___ Page excerpt

# 5 & 10 gallon vertical tank for arboreal size recommendations legspan?



## kev48584 (Aug 31, 2012)

I'm about to build my own arboreal tanks (the ones you see in tarantulaguy1976's youtube video). I'm wondering how big does the spider has to be in legspan to be put in a 5 or 10 gallon. what species should be put in those two? pokies? avics? etc. etc. i have most of my arboreal species in those 1 gallon canister jars that you can find in walmart and eventually will have to make custom tanks for them any help would be gladly appreciated thank you


----------



## Tarac (Aug 31, 2012)

Depends on the species/size of course but generally I would consider a 10 gallon Pokie range and 5 gallon Avic range.  My Pokies (adults) are in 8"x18" tall.  I do use a lot of cage furniture and keep at least 3" of substrate even with arboreals for humidity and building material for their dirt curtains so they're not as big as they would seem from the exterior dimensions.  They seem comfy to me, space to stretch out but not lost in a giant enclosure.


----------



## MarkmD (Aug 31, 2012)

I agree as above post being 5,gallon for avic range 4-5" and 10,Gall for Pokies around 5-7", but saying that you could put any arborial Ts in eather of them depending on thair size.


----------



## advan (Aug 31, 2012)

I have both sizes for adult _Avicularia_, _Poecilotheria_, and _Psalmopoeus_. The ten gallons are a little big and aren't used enough by the spiders to make it worth it. When I do make more I will stick with the 5.5 gallon tanks. The down fall to those though is because of the odd size they are more expensive. It is really all your personal preference though. Good luck! -Chad


----------



## Stan Schultz (Aug 31, 2012)

kev48584 said:


> I'm about to build my own arboreal tanks (the ones you see in tarantulaguy1976's youtube video). I'm wondering how big does the spider has to be in legspan to be put in a 5 or 10 gallon. what species should be put in those two? pokies? avics? etc. etc. i have most of my arboreal species in those 1 gallon canister jars that you can find in walmart and eventually will have to make custom tanks for them any help would be gladly appreciated thank you


Ultimately the consideration isn't terribly important or critical. Arboreal tarantulas don't follow the same rules as terrestrial ones. For one, they're evolved to live at altitude, so cage height generally isn't an issue. And, since they spend most of their time hanging from the walls or their nests, the amount of floor space isn't terribly important either.

The only practical limitation is that the cage should be small enough so that the tarantula can track down its food and the water dish fairly readily. (And, they very soon learn where these are located too!)

______
___ Information supplied

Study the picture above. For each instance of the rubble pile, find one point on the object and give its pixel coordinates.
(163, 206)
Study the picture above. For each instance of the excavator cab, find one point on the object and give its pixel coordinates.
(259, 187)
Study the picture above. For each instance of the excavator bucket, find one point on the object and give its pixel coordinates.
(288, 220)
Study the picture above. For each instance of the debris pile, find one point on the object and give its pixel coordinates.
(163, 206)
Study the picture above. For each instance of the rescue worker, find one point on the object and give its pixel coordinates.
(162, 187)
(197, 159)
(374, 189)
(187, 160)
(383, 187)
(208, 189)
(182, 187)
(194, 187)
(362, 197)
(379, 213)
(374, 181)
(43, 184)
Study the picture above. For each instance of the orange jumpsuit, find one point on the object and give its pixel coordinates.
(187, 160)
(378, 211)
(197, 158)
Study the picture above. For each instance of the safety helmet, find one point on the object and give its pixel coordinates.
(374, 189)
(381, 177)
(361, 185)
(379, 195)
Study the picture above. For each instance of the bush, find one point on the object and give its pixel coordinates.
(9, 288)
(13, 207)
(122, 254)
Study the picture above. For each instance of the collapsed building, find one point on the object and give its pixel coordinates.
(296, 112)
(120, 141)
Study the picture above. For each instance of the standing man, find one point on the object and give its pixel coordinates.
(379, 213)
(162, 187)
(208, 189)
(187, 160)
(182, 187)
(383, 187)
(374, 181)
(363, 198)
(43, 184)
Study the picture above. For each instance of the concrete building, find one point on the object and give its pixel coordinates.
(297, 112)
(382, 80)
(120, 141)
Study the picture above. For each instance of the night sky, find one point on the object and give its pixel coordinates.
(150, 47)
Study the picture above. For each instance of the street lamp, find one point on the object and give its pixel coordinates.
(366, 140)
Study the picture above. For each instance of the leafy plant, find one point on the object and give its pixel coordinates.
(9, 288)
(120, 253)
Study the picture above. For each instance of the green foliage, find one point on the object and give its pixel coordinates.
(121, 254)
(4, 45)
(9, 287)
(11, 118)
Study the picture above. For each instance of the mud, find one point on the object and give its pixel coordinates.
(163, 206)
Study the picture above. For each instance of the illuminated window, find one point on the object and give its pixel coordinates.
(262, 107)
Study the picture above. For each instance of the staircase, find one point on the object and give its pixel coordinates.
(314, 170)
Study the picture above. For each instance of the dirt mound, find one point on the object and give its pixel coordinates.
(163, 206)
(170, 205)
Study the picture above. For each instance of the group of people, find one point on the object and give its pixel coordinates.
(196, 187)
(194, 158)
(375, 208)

______

What is needed >> Set down, word for word, the part of the tank-size thread that opens with the words containing "## Tarac (Aug" and closes with "a giant enclosure.".

Solution >>
## Tarac (Aug 31, 2012)

Depends on the species/size of course but generally I would consider a 10 gallon Pokie range and 5 gallon Avic range.  My Pokies (adults) are in 8"x18" tall.  I do use a lot of cage furniture and keep at least 3" of substrate even with arboreals for humidity and building material for their dirt curtains so they're not as big as they would seem from the exterior dimensions.  They seem comfy to me, space to stretch out but not lost in a giant enclosure.